* [To be done]: Give the data below again exactly as written, without its pictures.

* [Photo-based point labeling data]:
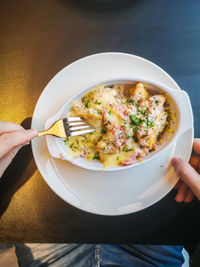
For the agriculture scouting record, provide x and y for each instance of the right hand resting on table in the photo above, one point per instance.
(189, 174)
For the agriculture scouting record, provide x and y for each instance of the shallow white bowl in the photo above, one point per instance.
(184, 121)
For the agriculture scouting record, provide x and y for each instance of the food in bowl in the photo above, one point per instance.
(131, 121)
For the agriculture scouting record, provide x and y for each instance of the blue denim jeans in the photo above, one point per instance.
(90, 255)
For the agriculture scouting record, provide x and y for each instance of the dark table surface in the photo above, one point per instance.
(38, 38)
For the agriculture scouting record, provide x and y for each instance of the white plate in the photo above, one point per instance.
(105, 193)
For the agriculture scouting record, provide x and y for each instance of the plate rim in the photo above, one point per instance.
(33, 122)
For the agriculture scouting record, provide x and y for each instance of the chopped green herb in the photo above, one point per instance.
(66, 141)
(136, 120)
(130, 125)
(96, 156)
(124, 149)
(87, 102)
(97, 103)
(127, 101)
(103, 130)
(145, 135)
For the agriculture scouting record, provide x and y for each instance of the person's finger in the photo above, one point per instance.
(189, 197)
(11, 140)
(196, 146)
(7, 127)
(182, 192)
(178, 184)
(188, 174)
(195, 162)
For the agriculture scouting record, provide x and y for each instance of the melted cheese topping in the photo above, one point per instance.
(130, 124)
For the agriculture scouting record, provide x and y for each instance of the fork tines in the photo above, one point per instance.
(76, 126)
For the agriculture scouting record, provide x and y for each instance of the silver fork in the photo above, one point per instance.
(67, 127)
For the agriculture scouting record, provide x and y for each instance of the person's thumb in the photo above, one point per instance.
(187, 174)
(11, 140)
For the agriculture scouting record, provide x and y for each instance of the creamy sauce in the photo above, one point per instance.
(130, 124)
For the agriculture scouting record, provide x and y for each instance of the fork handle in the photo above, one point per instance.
(43, 133)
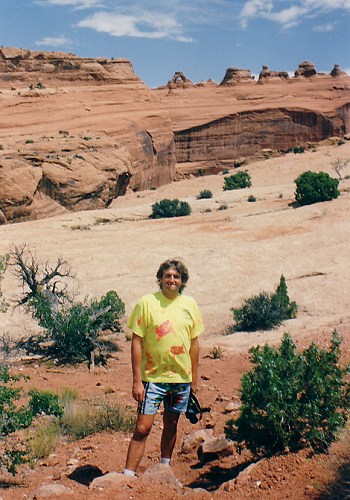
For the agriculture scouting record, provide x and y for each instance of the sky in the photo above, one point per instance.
(200, 38)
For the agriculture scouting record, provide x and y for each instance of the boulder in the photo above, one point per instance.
(337, 71)
(43, 66)
(110, 480)
(306, 69)
(267, 75)
(195, 439)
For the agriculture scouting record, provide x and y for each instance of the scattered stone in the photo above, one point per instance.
(232, 406)
(306, 69)
(109, 480)
(73, 461)
(246, 474)
(195, 439)
(198, 492)
(52, 490)
(310, 490)
(215, 448)
(337, 71)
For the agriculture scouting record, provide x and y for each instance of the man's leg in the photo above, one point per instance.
(170, 421)
(138, 441)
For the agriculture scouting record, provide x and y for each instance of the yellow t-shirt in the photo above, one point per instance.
(167, 328)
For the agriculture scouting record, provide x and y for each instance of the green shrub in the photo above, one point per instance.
(204, 194)
(75, 329)
(12, 418)
(170, 208)
(264, 311)
(92, 417)
(45, 402)
(237, 181)
(314, 187)
(216, 352)
(291, 401)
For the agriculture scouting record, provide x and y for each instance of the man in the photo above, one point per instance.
(164, 358)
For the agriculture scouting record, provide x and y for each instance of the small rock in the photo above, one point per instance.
(195, 439)
(109, 480)
(163, 474)
(232, 406)
(215, 448)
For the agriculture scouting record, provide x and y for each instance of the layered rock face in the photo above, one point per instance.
(84, 173)
(246, 133)
(31, 66)
(236, 75)
(267, 74)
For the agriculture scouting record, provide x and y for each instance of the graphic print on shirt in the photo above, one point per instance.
(164, 329)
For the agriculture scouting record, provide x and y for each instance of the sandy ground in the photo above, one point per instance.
(231, 254)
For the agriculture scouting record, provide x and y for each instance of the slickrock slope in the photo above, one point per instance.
(25, 65)
(77, 133)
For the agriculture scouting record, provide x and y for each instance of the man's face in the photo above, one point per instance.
(171, 282)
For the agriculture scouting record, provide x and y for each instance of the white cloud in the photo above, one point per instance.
(290, 15)
(324, 28)
(58, 41)
(142, 25)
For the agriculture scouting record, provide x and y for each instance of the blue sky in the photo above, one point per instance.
(200, 38)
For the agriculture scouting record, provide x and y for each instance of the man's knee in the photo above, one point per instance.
(141, 431)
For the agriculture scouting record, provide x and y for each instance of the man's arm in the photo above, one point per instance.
(194, 355)
(136, 356)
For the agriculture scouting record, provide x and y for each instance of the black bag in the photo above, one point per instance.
(194, 411)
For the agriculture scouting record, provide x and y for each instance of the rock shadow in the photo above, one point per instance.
(85, 474)
(213, 478)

* [Task answer]:
For the agriculture scouting record, provide x and y for each instance of the right hand resting on table in the photo above, one point per instance.
(189, 174)
For the agriculture scouting record, provide x and y for each instance of the shallow white bowl in the photo above, one point per instance.
(184, 121)
For the agriculture scouting record, provide x and y for each instance of the food in bowl in the photo above, one point per instance.
(131, 121)
For the agriculture scouting record, provide x and y for each instance of the blue denim jeans in the photo above, one point per instance.
(90, 255)
For the agriculture scouting record, provide x and y for each instance of the dark table surface in the photo above, one point per instance.
(38, 38)
For the agriculture scouting record, provide x and y for each instance of the white plate in the photo above, one point per instance.
(105, 193)
For the agriculture scouting record, provide x and y for each instance of the plate rim in the photo above, one point per instance.
(33, 122)
For the agriculture scouting record, provide x and y for each instance of the chopped green herb in the photo above, one point per instance.
(66, 141)
(136, 120)
(130, 125)
(96, 156)
(124, 149)
(87, 102)
(97, 103)
(127, 101)
(103, 130)
(145, 135)
For the agriculture scouting record, provide x and y for each instance of the person's finger in the photo above, one point per instance.
(189, 197)
(11, 140)
(196, 146)
(7, 127)
(182, 192)
(178, 184)
(188, 174)
(195, 162)
For the agriculture scouting record, provide x and y for each instance of the melted cheese topping in the photo above, one point per instance.
(130, 124)
For the agriculture scouting record, provide x and y for each instance of the fork tines in the photo above, one point per instance.
(76, 126)
For the agriculture scouting record, provide x and y for each instance of the silver fork in the photo above, one point per instance.
(67, 127)
For the agriculture scouting record, provide x and y for each instance of the person's thumb in the photo above, one point per instance.
(187, 174)
(11, 140)
For the agriculture scouting record, provide x and y for each instance of the creamy sauce in the photo above, one point per instance.
(130, 124)
For the agriculture scouting record, provide x and y for each instance of the fork handle in the photo above, one point per instance.
(43, 133)
For the agriculture scouting record, provide x and y for each instance of the sky in the photo above, one point per instance.
(200, 38)
For the agriculture scouting record, provide x and y for each instance of the boulder in the photo above, one point per instance.
(337, 71)
(43, 66)
(110, 480)
(306, 69)
(267, 75)
(195, 439)
For the agriculture scouting record, provide x and y for each instance of the scattered stone in the photo above, one point per instance.
(232, 406)
(306, 69)
(109, 480)
(73, 461)
(246, 474)
(195, 439)
(198, 492)
(52, 490)
(310, 490)
(215, 448)
(337, 71)
For the agriculture scouting record, provide x and y for each instance of the man's leg in the photo above, one point per instance.
(170, 421)
(138, 441)
For the agriculture scouting record, provide x and y for each instance of the yellow t-shirt in the photo above, one point per instance.
(167, 328)
For the agriculture scouting record, provide x and y for each instance of the green shrub in the photo above, one point per instance.
(204, 194)
(75, 329)
(12, 418)
(170, 208)
(264, 311)
(92, 417)
(45, 402)
(237, 181)
(314, 187)
(216, 352)
(291, 401)
For the agriculture scouting record, provide x and y for each instance of the man in the photo above, one point per instance.
(164, 358)
For the agriculture scouting record, provide x and y for each instance of the small rock in the photo above, one point per instance.
(195, 439)
(109, 480)
(163, 474)
(232, 406)
(215, 448)
For the agriculture scouting record, provide x and y for each instance of the layered rock face in the photo above, one point per instance.
(84, 173)
(246, 133)
(31, 66)
(236, 75)
(267, 74)
For the agriculture scouting record, provide x and y for each instance of the graphic print on shirt in the photo above, one point per instance.
(164, 329)
For the agriculture scouting record, provide x and y for each instance of the sandy ground in the photo above, one point per instance.
(231, 254)
For the agriculture scouting record, provide x and y for each instance of the slickrock slope in the photo above, one point per instance.
(25, 65)
(77, 133)
For the agriculture scouting record, provide x and y for each instance of the man's face in the photo above, one point per instance.
(171, 282)
For the agriculture scouting record, provide x and y for each instance of the white cloud in the photo above, one point per instance.
(290, 15)
(324, 28)
(58, 41)
(142, 25)
For the agriculture scouting record, provide x and y for each instance of the blue sky in the photo above, one point per instance.
(200, 38)
For the agriculture scouting record, provide x and y for each instance of the man's knee in the photo above, one point per instance.
(141, 431)
For the agriculture scouting record, provide x and y for each instance of the man's arm in the photo above, one point per instance.
(194, 355)
(136, 356)
For the agriculture scouting record, provide x and y for each instance of the black bag in the photo above, one point per instance.
(194, 411)
For the agriculture scouting record, provide x and y for each instance of the rock shadow in the photo above, one point per instance.
(85, 474)
(213, 478)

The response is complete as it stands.